(INFORMATION PROVIDED begins)
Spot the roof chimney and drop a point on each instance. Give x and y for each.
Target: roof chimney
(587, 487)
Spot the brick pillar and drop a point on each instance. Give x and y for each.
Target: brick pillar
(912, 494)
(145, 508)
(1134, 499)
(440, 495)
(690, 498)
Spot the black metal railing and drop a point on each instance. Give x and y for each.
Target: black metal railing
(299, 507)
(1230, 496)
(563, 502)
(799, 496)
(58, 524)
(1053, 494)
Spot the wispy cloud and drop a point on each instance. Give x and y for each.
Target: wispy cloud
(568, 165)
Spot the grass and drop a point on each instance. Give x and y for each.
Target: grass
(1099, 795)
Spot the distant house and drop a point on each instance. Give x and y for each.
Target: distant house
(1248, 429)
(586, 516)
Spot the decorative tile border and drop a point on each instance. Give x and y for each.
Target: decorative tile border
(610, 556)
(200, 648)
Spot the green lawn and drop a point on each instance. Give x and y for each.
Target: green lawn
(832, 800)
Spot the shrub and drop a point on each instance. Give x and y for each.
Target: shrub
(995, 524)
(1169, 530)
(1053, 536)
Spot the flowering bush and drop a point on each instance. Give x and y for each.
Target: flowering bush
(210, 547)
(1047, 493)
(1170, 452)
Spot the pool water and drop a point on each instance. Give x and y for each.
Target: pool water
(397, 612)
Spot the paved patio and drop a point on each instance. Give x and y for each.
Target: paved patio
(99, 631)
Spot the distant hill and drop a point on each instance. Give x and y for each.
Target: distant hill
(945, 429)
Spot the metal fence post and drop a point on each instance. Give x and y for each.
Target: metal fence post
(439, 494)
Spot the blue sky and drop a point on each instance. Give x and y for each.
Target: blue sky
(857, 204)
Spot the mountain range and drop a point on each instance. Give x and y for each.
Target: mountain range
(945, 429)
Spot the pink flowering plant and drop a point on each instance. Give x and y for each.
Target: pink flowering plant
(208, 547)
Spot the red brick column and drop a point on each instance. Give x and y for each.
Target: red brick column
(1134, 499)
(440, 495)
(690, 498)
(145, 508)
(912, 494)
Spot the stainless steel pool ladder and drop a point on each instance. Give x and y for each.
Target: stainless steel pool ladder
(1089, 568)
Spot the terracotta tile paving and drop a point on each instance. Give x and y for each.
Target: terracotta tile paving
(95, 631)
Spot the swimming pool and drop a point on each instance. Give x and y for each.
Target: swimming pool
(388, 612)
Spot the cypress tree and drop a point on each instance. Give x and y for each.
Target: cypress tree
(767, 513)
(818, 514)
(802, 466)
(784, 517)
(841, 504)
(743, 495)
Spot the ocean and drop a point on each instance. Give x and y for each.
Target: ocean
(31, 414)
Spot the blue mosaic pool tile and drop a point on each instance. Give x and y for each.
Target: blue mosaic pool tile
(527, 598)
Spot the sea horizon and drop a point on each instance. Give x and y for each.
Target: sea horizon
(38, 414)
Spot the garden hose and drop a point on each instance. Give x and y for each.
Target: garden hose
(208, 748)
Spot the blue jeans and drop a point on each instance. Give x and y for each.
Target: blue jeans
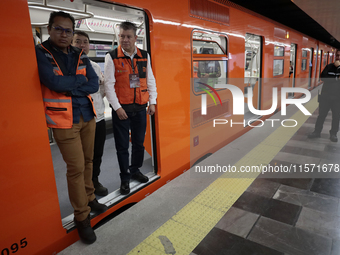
(INFORMATION PROVIDED ends)
Print, without alteration, only the lines above between the one holding "Target: flowering bush" and the one holding "Spot the red", inclusive.

### OUTPUT:
Target: flowering bush
(210, 547)
(1047, 493)
(1170, 452)
Spot the pool water and drop a point on each instance. Give x and y for each.
Target: pool water
(397, 612)
Spot the paved patio and drop a point on each instance. Give x and y for each.
Target: paved patio
(99, 631)
Spot the distant hill and drop a point on each instance. Give x and y for each.
Target: distant hill
(945, 429)
Spot the metal fence post and drop a point on each instance. Give x and y for each.
Target: metal fence post
(439, 494)
Spot the blue sky and drop a point on each instance. Give x and y for each.
Target: blue sky
(857, 204)
Spot the mountain range and drop a point on each instance. Give x and y for each.
Target: mountain range
(945, 429)
Spot the pink flowering plant and drop a point on each instance. Give x and y for each.
Target: pink flowering plant
(208, 547)
Spot the red brick column and drop a point on each instance. Give x and y for each.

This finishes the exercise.